START Given data
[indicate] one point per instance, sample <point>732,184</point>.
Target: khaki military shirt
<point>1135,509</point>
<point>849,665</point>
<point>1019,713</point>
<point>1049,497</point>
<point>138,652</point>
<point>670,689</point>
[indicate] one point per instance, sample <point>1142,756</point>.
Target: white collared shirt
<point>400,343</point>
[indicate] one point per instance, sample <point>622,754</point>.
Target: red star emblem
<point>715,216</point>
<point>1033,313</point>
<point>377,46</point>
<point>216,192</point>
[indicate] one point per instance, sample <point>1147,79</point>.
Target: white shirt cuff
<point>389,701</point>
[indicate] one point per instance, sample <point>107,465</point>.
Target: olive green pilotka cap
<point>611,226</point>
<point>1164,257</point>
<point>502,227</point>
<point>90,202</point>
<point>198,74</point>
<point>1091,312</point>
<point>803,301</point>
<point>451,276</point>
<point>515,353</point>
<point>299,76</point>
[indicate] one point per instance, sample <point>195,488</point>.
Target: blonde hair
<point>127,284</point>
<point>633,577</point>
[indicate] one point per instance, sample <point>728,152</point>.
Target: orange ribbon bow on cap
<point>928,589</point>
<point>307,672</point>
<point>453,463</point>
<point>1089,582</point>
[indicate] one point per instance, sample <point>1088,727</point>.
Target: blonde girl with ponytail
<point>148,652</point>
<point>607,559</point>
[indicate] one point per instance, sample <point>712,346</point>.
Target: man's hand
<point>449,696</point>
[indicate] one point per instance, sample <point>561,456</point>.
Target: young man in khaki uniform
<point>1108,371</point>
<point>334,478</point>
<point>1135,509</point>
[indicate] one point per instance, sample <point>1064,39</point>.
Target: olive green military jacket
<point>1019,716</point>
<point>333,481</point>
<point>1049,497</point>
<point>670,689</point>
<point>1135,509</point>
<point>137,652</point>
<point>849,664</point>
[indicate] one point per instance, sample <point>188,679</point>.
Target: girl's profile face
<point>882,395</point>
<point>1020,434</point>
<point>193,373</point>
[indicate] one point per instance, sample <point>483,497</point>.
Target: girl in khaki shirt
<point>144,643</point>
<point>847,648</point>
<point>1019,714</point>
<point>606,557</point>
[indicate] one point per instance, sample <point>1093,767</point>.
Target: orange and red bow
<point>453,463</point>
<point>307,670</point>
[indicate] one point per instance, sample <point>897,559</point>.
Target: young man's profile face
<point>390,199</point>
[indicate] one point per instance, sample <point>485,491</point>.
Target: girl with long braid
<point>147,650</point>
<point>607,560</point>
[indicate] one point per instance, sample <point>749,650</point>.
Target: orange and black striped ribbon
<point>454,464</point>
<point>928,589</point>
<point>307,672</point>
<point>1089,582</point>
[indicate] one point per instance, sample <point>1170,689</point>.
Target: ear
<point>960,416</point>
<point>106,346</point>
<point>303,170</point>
END Given data
◆ **Your objective**
Write the lines again exactly, from the first line of the material above to the line that includes "instance, sample <point>107,465</point>.", both included. Leave out all the rest.

◆ **Result of this exercise**
[indicate] one point per instance, sample <point>732,184</point>.
Target: khaki military shirt
<point>1135,509</point>
<point>849,665</point>
<point>1019,713</point>
<point>1049,497</point>
<point>138,652</point>
<point>670,689</point>
[indicate] one point per instance, sample <point>1142,756</point>.
Target: white collared shirt
<point>400,343</point>
[indicate] one point per instance, sample <point>622,754</point>.
Target: red star emblem
<point>715,216</point>
<point>1033,313</point>
<point>377,46</point>
<point>216,192</point>
[indicate] one point per instance, sample <point>1147,79</point>.
Target: white shirt cuff
<point>389,701</point>
[indicate] one point per instance, sample <point>107,465</point>.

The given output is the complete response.